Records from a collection
--------------------------------

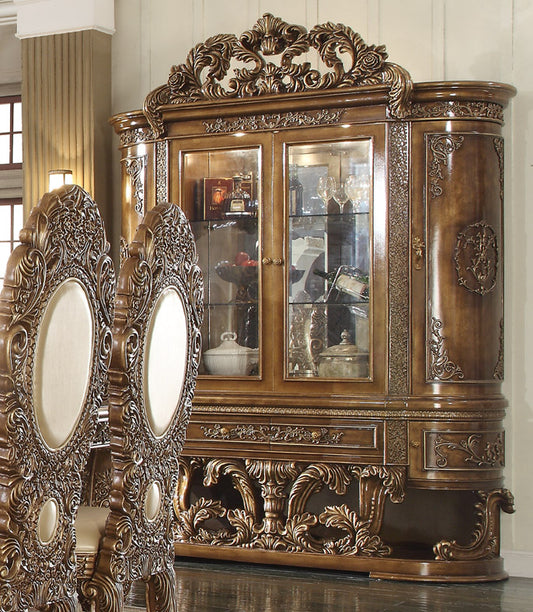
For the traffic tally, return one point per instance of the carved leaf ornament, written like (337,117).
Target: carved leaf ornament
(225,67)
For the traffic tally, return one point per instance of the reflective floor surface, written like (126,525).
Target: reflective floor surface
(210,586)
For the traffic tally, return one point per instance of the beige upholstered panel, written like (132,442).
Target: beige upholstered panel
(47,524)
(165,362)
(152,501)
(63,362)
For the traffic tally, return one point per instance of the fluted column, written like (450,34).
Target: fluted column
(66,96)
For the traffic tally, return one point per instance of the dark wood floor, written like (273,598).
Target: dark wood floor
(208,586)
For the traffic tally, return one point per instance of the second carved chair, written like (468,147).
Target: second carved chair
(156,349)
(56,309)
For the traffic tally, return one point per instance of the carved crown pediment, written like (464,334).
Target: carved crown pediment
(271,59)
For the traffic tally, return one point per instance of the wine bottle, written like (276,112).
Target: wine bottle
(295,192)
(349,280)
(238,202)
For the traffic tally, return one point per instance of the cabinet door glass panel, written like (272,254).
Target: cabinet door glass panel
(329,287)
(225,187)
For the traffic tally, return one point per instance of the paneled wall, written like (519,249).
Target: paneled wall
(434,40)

--------------------------------

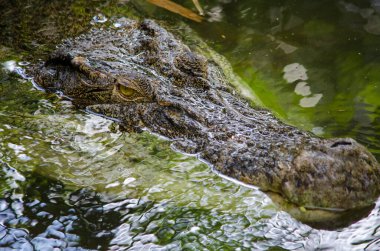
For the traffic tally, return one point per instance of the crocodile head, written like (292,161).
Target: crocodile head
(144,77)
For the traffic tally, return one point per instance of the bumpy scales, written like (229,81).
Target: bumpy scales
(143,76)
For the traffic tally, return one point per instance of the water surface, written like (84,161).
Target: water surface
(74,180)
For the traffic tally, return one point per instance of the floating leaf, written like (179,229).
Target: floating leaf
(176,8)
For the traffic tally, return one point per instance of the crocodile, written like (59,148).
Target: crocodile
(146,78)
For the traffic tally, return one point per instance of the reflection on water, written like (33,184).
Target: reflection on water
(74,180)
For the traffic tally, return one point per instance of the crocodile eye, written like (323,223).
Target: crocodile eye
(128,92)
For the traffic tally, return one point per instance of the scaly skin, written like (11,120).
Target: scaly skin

--------------------------------

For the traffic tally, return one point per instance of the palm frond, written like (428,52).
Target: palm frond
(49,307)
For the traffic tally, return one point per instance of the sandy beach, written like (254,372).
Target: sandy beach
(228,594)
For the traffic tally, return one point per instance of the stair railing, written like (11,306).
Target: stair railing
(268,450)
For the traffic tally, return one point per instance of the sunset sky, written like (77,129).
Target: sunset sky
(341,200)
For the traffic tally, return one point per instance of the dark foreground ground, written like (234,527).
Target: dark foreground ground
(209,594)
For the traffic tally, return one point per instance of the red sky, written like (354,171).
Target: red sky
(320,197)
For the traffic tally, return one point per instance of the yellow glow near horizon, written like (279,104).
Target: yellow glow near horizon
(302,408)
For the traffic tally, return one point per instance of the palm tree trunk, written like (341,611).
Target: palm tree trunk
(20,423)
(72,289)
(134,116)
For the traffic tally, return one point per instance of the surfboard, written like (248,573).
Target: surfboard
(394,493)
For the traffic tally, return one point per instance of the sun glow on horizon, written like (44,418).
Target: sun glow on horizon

--------------------------------

Written problem
Copy the rows from the line with "written like (44,418)." up to and including the line with "Target: sun glow on horizon", swapping "sun glow" out for "setting sun" and leaving everything else unchanged.

Answer to the task
For the traffic tally, return one point per instance of the setting sun on horizon, written like (44,418).
Target: setting sun on horizon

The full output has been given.